§ **Consigne 1**
Extrayez toutes les lignes des enregistrements ci-dessous, sans celles du texte, et recopiez-les à l'identique, sans rien y changer.

S'intéresser au calendrier aztèque sans être envahi par son côté sacré est assez difficile. Mais pourquoi devrait-il en être autrement ? Ce calendrier est en effet intimement lié aux dieux et la cosmogonie même du monde. Cet article se concentre sur son fonctionnement, et donne un aperçu de son importance religieuse.
Entrer en détail dans sa symbolique ou sa représentation (les glyphes) pourraient faire l'objet de deux articles entiers !
En fait de calendrier aztèque, il en existe trois.
Les deux premiers calendriers sont les deux plus importants ; ils feront l'objet d'une description détaillée. Nous conclurons ensuite avec l'œuvre la plus célèbre de l'art aztèque : la Pierre du Soleil ; elle est en effet intimement liée aux calendriers aztèques.

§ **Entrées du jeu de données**
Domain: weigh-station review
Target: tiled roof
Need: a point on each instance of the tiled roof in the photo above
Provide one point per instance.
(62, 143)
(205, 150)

§ **Consigne 2**
Répondez aux questions suivantes sur le texte consacré au calendrier aztèque :
(a) Combien de calendriers aztèques existe-t-il selon le texte ?
(b) Sur quel aspect du calendrier l'article se concentre-t-il ?
(c) Quelle œuvre le texte présente-t-il comme la plus célèbre de l'art aztèque ?

§ **Réponse complète 1**
Domain: weigh-station review
Target: tiled roof
Need: a point on each instance of the tiled roof in the photo above
Provide one point per instance.
(62, 143)
(205, 150)

§ **Réponse complète 2**
(a) Il en existe trois.
(b) L'article se concentre sur son fonctionnement et donne un aperçu de son importance religieuse.
(c) La Pierre du Soleil.